* begin LISTED ENTRIES *

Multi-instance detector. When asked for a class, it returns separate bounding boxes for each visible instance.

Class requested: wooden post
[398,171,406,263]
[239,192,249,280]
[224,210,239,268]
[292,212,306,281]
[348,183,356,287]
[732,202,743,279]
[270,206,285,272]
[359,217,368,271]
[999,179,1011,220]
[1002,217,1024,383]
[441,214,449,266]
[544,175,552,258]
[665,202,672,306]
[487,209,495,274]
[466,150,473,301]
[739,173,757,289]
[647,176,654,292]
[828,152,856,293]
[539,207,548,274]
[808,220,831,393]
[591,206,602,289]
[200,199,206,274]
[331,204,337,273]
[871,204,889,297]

* end LISTED ENTRIES *

Please render all the items above as a two-column CSV with the header request,answer and one row per item. Put the item's text in the request column and its answer in the answer column, each as a single quoted field with line breaks replaced by spaces.

request,answer
"Multi-instance detector. When asked for a class, it returns separate bounding boxes for each visible instance. Class requested: wooden post","[398,171,406,263] [239,192,249,280] [224,210,239,268] [292,212,306,281] [348,183,356,287] [732,202,743,279] [270,206,285,272] [359,217,368,271] [999,179,1011,220] [1002,217,1024,383] [441,214,449,266] [544,175,552,258] [665,202,672,306] [487,209,495,274] [466,150,473,301] [739,173,757,289] [647,176,654,292] [828,152,856,293] [539,207,548,274] [808,220,831,393] [591,206,602,289] [200,199,206,274] [331,204,337,273] [871,204,889,297]"